Stated task: Write out the material again exactly, please, and omit the pictures.

* * * * * * *

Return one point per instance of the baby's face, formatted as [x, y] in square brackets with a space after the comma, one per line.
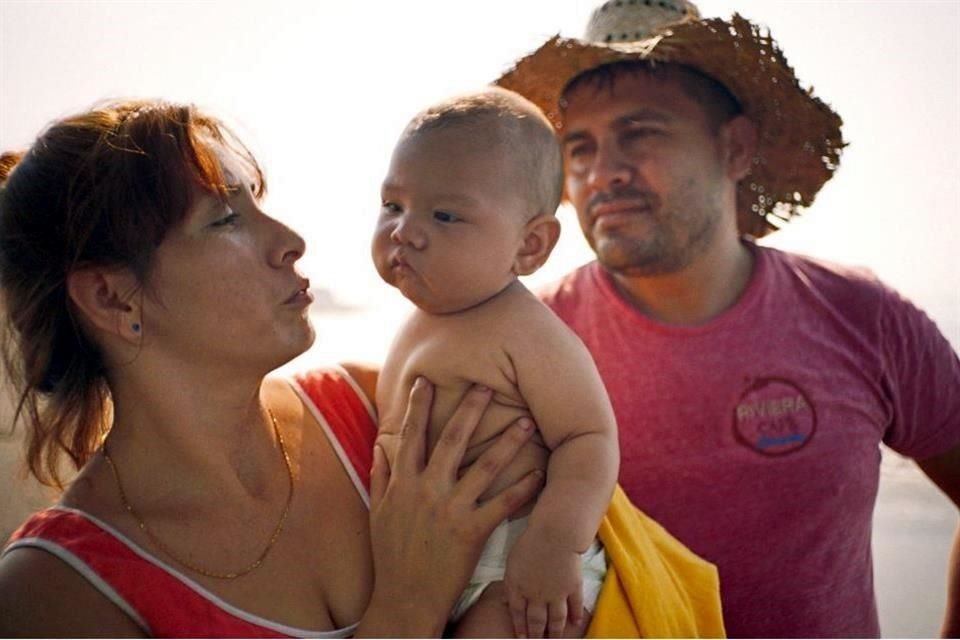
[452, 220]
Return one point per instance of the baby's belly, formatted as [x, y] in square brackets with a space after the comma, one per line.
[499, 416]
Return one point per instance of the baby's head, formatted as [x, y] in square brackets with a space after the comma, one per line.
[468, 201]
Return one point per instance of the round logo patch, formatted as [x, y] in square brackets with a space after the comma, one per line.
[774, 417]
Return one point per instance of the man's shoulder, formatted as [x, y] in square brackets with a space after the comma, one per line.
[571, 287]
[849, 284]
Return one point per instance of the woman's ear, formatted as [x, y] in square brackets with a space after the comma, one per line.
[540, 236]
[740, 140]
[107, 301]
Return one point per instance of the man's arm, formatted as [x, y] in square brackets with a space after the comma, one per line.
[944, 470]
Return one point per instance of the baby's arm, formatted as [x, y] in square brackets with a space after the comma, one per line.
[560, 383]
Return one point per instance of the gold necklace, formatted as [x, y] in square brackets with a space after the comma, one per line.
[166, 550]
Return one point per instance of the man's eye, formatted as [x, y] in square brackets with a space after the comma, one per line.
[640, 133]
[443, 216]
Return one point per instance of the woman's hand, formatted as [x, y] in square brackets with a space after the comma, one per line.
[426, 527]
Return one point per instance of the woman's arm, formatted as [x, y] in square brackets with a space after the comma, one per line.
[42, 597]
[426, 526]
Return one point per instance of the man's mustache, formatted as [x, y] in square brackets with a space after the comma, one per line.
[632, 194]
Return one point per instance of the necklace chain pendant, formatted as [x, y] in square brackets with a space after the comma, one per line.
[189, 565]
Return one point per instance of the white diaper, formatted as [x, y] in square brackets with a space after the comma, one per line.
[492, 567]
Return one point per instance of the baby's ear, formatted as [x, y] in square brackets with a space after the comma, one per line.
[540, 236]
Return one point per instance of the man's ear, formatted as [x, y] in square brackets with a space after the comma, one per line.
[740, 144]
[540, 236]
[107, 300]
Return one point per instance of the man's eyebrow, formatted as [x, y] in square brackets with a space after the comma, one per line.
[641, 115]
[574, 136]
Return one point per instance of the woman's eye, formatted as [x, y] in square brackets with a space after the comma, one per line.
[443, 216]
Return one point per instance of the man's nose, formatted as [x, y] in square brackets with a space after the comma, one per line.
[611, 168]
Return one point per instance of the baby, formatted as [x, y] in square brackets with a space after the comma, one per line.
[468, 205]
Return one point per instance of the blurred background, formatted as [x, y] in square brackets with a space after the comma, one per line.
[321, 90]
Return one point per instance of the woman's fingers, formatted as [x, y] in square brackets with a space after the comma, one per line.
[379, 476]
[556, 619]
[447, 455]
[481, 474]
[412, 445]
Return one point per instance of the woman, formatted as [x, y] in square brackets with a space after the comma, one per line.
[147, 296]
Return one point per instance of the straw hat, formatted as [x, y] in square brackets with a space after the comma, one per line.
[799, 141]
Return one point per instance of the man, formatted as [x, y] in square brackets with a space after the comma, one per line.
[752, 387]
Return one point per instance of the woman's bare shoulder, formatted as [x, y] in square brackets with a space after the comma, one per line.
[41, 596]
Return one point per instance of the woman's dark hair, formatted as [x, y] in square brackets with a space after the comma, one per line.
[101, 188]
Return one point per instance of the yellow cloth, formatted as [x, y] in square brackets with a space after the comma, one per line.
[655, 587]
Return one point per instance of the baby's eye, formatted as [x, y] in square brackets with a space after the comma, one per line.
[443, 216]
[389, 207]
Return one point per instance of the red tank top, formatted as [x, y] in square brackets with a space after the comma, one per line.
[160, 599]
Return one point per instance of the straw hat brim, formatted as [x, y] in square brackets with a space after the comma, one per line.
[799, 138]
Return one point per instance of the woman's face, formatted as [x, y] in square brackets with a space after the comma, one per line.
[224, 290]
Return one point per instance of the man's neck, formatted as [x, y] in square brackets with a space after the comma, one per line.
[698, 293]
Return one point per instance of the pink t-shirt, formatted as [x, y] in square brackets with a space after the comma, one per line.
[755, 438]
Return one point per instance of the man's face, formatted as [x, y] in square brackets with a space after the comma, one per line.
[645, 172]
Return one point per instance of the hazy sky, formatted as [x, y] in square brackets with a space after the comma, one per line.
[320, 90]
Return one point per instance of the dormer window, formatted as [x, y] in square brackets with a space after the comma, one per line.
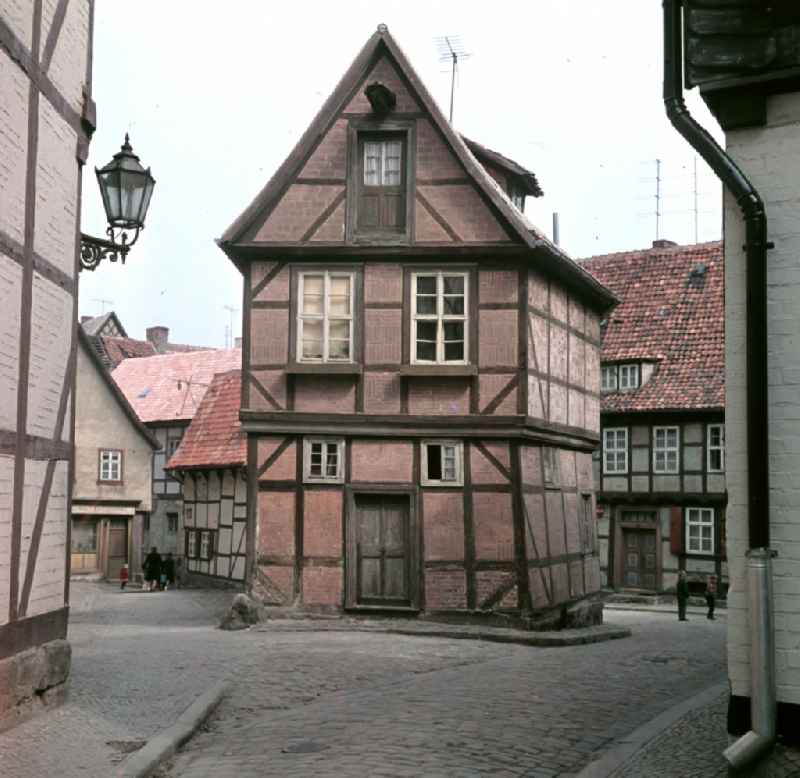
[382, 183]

* * * * * * *

Solved exercise:
Return one point per instance of the baby's face, formatted as [x, y] in square brackets with a space after the comma, one per line.
[452, 220]
Return one point per instance of the baby's belly, formatted as [x, y] in square brackets with a space after the comma, one per line.
[499, 416]
Return one point per instance of the baby's head, formatted as [x, y] in square brackets with a space after the comma, one per line.
[468, 201]
Return one point per instance of the round logo patch, formatted as [x, y] in square brackets with a space after the comma, one per line.
[774, 417]
Return one point per instance of the man's shoulder, formatted as [x, y] in square brackets with a space after the comma, one per line.
[571, 287]
[849, 284]
Return one point per instance of the woman's ear, formatted as [x, y] in square brackets with a space after the comma, one per line.
[540, 236]
[740, 140]
[107, 301]
Return one point per instance of the man's arm, formatted as [x, y] in square brackets with a space after the comma, one per line.
[944, 470]
Return one point per instance of the baby's arm, formatted as [x, y] in square brackets with a space after the comma, one per line.
[560, 383]
Return one point per instance of the gold necklace, formatted as [x, y] in square brackets with a space after the comma, one per line.
[166, 550]
Return one point per instance of the man's eye, formatted as [x, y] in square brackets with a space after the comma, one per line.
[640, 133]
[443, 216]
Return one point per instance of the woman's hand, formatted as [x, y] in square brackets with a space after the comma, one per line.
[426, 527]
Return one point per instance of the woman's arm, formatted as [x, y] in square brackets with a space after the comma, one per line.
[42, 597]
[426, 526]
Return one point per instance of the man's mustache, formatted as [x, y] in square brackets with a space after the comma, one per line.
[632, 194]
Return one point per instance of the necklace chain pendant, formatted as [x, y] in square brackets with a space after the comma, one per line.
[189, 565]
Return one point per instance of the white diaper, formatted as [x, y] in square brackets with a space after the comma, one per line.
[492, 567]
Return one point per instance of the baby's ear, formatted as [x, y] in square brackets with a space after the comma, one per line.
[540, 236]
Return one point per instance of the man's ear, formatted as [x, y] in square brackets with a space after the comma, one per line.
[740, 144]
[540, 236]
[107, 300]
Return one point per instance of the man's eyebrow, formatted as [x, y] in square brackets with a space after the comma, one per line.
[641, 115]
[574, 136]
Return one point per instance of the woman's eye, formatted as [x, y] in square brackets with a space after the comma, one per line.
[443, 216]
Return one point per instance of the man's nose, formatted as [x, y] in square brackets with a space after the comma, one per line.
[611, 168]
Return one point per instance of the baby, formatted as [x, y] in square brackets with a space after the comma, one per line.
[468, 205]
Return one point per instance of the blurred background, formatted as [x, y] in square brackets with a space after the comma, one per line.
[321, 90]
Return one point per instance of the woman's fingers, formatted as [x, y] in square brackets with a space after the comma, one per line.
[379, 476]
[556, 619]
[447, 455]
[481, 474]
[412, 445]
Return one point per instance of the woman, formatted as [x, y] in square brackets with a space after the comma, one per line.
[147, 296]
Return one point per instance of the straw hat, formatted as [x, y] in square brackets with a space after the comma, one per line.
[799, 141]
Return one point per instance of the man, formatted as [x, y] in square brackets with a space after the comma, one per line.
[752, 387]
Return one point per instance of the woman's bare shoulder, formatted as [x, y] in square brackets with a space after the comma, one per line.
[41, 596]
Return one point per instance of the woman's dark hair, formatted as [x, y] in square brackets with a space after the comma, one per line.
[101, 188]
Return one point per instance of the yellow cloth, formatted as [x, y] in square brackets with a space after the comma, one per line.
[655, 587]
Return one point per instance of the baby's eye, formatted as [x, y] in square brackets with a space after the comma, one per line.
[443, 216]
[389, 207]
Return one point per instance of the red tank top, formatted as [x, y] in square brackets with a space after the comma, one per line.
[160, 599]
Return one point per instance of the straw hat brim, formatted as [x, y] in square brackets with a space after the comma, one per line.
[799, 138]
Return one point per instance of the woman's face, formatted as [x, y] in square brackets with a space after the comma, one per line.
[224, 290]
Return one point per instance of the man's neck, formatted as [x, y] in square brackets with a space after the comma, one per line.
[698, 293]
Return one point per instance of the pink t-shirt, formatted as [x, y] in square brackets with a space after the comma, one per line.
[755, 438]
Return one point per instance of the man's face, formatted as [x, y] in square brackets with a space after the comma, one per line.
[645, 172]
Return one point per instance of the hazy sky, formatted as [x, y] in square brackets with a space after the comma, one per line.
[320, 90]
Return one point per instance of the dormer window, formatted as [x, y] in square brackets with a space after the comma, one per line.
[382, 183]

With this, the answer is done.